Starting at the beginning of the listing and ending at the line containing "114], [69, 115]]]", swap every "tree line" for "forest edge" and write those lines out again, leaving all else as it is.

[Dataset rows]
>>>>

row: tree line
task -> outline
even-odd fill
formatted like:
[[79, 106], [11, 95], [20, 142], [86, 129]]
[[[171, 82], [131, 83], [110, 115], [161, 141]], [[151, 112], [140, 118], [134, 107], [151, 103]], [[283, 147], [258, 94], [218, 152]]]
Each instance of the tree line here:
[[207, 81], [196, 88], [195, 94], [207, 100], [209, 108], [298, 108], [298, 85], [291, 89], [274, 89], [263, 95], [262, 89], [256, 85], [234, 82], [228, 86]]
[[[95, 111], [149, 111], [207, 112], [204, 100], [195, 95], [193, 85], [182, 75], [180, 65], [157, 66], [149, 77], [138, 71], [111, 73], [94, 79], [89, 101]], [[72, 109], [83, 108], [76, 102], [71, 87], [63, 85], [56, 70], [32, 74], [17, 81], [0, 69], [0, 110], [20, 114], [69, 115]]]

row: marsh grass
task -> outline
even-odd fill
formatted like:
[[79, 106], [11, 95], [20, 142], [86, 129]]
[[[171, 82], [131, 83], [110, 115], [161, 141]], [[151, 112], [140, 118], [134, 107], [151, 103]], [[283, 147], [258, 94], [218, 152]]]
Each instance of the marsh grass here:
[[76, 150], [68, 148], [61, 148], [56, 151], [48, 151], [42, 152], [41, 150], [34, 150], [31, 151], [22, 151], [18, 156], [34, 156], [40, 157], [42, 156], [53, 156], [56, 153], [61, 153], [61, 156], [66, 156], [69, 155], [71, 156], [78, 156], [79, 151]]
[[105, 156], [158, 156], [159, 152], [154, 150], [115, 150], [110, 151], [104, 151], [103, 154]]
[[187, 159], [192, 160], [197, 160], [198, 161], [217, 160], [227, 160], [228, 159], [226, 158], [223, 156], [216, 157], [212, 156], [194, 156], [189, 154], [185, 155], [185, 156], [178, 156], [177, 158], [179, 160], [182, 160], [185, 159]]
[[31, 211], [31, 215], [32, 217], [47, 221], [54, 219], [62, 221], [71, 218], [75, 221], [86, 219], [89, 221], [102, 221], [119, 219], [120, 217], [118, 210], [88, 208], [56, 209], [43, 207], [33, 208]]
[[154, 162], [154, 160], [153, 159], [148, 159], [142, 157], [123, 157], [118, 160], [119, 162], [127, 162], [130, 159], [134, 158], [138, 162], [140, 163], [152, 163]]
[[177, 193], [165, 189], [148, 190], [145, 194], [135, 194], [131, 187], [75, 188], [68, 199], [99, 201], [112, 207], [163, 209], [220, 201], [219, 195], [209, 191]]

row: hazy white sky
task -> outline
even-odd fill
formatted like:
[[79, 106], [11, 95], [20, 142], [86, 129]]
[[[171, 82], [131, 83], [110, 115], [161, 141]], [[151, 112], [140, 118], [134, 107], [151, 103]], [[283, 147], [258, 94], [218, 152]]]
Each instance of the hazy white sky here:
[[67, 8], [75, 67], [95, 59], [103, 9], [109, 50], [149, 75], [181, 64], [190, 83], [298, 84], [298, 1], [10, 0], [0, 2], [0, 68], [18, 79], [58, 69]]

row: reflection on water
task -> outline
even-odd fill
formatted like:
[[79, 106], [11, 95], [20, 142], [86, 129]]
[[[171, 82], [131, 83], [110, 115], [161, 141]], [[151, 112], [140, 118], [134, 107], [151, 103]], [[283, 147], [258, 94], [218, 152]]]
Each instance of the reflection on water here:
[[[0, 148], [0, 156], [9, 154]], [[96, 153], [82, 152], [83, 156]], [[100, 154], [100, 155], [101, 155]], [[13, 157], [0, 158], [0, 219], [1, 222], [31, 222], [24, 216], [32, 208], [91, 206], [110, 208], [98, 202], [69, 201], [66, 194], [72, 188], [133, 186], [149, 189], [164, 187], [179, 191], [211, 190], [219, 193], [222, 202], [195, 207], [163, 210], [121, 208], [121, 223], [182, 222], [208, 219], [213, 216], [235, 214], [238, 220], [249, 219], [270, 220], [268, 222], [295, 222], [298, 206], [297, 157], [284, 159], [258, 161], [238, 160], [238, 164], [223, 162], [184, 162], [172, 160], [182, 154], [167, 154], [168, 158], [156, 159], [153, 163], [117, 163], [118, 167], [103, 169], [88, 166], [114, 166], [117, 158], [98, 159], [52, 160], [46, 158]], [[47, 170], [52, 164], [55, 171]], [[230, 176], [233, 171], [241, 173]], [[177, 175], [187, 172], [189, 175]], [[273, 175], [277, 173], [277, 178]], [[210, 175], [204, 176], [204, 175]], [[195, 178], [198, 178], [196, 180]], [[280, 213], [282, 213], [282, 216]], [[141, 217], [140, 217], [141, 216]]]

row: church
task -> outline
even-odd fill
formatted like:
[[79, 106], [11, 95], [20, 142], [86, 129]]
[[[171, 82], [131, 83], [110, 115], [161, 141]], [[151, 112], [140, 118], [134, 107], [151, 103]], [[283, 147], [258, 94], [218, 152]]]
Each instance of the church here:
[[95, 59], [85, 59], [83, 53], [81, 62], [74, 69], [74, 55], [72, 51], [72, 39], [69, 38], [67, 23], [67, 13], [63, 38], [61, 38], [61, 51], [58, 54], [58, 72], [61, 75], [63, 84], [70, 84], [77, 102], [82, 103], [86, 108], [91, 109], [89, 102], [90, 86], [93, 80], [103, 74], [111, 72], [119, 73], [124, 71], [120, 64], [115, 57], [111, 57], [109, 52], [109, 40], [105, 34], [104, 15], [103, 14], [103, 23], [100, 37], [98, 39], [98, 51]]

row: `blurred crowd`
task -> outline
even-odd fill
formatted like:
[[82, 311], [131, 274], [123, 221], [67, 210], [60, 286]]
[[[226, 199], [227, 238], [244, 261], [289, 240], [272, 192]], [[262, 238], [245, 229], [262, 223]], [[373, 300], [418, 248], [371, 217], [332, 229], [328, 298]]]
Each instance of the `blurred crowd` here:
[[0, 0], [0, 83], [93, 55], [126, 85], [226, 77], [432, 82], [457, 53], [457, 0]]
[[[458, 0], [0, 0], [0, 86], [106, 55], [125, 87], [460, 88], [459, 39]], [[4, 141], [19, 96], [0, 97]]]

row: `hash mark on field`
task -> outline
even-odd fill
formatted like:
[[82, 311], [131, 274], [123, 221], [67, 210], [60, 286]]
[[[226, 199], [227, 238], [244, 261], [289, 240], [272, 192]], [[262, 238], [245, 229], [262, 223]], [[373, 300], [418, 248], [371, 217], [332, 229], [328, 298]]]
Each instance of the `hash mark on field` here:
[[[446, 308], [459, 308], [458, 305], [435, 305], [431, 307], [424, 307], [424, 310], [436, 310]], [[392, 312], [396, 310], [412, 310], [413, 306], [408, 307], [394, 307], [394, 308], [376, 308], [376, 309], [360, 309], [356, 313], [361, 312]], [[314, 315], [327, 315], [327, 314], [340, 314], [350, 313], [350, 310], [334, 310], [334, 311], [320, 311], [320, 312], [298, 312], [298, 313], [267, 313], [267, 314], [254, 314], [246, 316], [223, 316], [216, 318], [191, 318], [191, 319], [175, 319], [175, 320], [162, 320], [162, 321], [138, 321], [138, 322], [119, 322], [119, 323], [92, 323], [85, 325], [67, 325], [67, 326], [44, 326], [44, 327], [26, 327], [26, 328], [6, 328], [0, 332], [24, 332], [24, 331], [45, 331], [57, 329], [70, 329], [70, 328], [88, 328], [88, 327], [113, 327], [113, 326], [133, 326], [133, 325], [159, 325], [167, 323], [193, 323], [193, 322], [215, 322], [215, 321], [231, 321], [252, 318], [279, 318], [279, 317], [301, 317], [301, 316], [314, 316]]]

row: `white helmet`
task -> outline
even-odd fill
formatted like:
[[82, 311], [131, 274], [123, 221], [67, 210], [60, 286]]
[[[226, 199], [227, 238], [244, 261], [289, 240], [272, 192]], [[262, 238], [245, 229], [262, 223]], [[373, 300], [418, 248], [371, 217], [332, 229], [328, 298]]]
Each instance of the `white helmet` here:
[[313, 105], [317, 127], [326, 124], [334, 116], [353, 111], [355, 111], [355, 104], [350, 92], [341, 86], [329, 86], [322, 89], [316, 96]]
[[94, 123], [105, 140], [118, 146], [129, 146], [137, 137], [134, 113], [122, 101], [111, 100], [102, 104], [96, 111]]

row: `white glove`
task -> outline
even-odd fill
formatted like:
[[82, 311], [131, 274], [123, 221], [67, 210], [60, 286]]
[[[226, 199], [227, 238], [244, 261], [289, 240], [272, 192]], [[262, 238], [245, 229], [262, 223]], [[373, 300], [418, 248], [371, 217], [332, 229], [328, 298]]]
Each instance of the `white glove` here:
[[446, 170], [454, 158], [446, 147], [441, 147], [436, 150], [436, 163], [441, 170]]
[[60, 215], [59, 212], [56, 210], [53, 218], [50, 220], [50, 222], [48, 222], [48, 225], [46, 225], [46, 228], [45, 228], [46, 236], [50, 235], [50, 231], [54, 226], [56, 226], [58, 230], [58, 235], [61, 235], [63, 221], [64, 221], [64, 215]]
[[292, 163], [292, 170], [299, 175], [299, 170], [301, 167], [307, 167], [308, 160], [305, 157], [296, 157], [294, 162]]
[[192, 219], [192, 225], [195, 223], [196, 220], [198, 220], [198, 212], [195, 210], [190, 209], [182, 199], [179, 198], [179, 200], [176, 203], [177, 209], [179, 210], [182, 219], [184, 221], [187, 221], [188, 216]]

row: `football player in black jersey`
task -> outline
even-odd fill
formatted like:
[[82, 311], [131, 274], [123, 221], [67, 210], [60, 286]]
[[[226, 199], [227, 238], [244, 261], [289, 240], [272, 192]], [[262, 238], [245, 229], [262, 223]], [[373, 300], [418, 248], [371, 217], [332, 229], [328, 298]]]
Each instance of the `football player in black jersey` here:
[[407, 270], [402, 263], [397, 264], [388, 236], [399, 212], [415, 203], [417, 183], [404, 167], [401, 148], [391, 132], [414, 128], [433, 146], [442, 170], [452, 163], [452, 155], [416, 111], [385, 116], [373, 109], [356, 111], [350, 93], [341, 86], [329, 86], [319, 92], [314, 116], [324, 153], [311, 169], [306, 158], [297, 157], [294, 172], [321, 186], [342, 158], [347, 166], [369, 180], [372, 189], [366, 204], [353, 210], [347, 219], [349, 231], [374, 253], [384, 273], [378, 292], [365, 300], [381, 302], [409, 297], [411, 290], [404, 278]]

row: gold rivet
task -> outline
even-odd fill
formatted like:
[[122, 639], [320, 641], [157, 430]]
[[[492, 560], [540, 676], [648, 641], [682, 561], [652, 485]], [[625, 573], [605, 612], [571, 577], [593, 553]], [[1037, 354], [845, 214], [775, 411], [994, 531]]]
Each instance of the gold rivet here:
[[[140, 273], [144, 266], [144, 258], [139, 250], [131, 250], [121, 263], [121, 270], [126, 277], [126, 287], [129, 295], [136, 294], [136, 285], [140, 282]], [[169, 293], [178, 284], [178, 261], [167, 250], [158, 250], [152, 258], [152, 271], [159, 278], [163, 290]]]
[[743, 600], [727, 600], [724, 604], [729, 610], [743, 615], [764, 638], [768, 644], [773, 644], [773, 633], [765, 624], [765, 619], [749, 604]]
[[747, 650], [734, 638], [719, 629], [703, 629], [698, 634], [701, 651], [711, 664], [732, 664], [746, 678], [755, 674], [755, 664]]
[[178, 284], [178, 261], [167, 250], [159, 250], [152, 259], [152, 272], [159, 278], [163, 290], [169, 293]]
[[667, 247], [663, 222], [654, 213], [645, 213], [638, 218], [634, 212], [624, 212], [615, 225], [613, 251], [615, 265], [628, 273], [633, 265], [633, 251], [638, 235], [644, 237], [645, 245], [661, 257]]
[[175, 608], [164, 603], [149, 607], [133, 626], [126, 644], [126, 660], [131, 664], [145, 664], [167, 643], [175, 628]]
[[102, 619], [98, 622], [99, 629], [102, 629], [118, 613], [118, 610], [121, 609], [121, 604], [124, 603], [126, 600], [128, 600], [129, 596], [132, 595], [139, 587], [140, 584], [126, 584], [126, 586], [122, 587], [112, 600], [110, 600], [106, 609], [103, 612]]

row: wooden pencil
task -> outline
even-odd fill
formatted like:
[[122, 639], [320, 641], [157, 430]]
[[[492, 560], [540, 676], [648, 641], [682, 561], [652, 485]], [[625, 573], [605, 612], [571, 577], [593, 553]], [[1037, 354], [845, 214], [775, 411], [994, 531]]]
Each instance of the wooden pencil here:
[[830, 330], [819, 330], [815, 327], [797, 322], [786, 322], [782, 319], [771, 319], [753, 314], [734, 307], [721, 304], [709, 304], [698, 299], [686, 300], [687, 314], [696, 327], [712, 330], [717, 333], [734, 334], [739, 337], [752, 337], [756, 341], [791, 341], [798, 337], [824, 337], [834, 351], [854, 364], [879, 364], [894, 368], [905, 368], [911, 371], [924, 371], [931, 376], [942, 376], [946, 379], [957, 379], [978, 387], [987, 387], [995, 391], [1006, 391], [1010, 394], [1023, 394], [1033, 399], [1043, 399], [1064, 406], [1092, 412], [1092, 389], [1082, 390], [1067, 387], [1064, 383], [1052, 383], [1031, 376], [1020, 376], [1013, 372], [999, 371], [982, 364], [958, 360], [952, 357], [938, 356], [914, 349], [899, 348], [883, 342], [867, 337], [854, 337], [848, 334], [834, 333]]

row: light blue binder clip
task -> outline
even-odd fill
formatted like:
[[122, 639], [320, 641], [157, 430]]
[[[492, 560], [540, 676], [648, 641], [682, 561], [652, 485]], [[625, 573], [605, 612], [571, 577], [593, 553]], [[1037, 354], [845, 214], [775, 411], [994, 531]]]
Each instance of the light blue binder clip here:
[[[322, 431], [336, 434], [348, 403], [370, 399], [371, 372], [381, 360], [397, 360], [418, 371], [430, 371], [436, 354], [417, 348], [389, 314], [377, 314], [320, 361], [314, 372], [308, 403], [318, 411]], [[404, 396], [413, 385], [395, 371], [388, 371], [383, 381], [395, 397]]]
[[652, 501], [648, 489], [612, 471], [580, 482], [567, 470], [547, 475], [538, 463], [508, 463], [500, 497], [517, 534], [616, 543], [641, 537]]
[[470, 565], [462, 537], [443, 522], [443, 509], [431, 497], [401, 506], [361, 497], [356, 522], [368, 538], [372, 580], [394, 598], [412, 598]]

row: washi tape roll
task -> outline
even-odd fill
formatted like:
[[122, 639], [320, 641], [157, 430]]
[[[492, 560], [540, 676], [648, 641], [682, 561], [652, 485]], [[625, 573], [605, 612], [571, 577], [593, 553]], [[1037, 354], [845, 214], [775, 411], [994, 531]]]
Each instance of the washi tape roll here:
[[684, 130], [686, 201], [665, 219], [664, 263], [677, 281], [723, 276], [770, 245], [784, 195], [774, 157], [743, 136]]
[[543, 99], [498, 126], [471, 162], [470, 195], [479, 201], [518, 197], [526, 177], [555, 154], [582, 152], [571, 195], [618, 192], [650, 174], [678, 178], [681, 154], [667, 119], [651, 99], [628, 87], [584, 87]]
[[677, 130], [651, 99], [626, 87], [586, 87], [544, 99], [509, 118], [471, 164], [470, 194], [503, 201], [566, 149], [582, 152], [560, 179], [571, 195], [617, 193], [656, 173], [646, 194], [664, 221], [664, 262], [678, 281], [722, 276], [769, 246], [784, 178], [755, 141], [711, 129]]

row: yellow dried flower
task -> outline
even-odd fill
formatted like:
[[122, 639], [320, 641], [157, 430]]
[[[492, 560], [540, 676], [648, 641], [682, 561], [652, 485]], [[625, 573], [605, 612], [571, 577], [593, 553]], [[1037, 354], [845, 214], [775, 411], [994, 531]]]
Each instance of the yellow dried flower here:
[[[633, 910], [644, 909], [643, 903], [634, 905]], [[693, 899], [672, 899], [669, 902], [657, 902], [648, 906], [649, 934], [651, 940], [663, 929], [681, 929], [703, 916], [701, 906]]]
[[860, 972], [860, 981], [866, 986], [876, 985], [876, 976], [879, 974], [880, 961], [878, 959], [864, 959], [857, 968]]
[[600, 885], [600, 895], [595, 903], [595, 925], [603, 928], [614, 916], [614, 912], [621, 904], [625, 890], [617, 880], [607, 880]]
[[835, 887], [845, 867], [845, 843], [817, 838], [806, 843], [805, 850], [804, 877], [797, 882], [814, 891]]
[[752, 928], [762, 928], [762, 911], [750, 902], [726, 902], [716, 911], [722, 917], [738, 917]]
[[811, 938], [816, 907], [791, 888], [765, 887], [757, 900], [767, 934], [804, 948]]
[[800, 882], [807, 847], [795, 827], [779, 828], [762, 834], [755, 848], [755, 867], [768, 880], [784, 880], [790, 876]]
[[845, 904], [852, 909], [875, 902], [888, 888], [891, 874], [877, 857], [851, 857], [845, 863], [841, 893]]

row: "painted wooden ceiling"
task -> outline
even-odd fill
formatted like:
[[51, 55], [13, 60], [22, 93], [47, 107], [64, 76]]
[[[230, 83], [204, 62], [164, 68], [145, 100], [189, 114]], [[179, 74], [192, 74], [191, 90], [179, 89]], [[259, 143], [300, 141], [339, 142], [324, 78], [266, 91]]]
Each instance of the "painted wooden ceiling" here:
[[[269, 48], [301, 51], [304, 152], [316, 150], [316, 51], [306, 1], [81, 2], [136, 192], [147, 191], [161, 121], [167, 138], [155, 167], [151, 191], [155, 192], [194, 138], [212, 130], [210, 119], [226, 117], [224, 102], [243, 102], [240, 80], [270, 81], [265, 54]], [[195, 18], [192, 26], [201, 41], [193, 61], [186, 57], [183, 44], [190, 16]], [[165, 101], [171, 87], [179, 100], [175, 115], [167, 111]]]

<<<<

• Final result:
row: forest edge
task -> outline
even-odd fill
formatted like:
[[79, 106], [11, 95], [20, 142], [86, 129]]
[[[171, 82], [131, 83], [110, 115], [161, 141]], [[151, 112], [140, 118], [134, 107], [151, 103]], [[283, 147], [258, 94], [218, 152]]]
Each instance of the forest edge here:
[[207, 81], [196, 88], [195, 94], [207, 100], [209, 108], [298, 108], [298, 85], [291, 89], [274, 89], [263, 95], [262, 89], [256, 85], [234, 82], [228, 86]]
[[[95, 111], [149, 111], [207, 112], [204, 100], [195, 95], [193, 85], [182, 75], [180, 65], [157, 66], [149, 77], [138, 71], [111, 73], [94, 79], [89, 101]], [[72, 109], [83, 108], [76, 102], [71, 87], [63, 85], [56, 70], [32, 74], [17, 81], [0, 69], [0, 110], [20, 114], [69, 115]]]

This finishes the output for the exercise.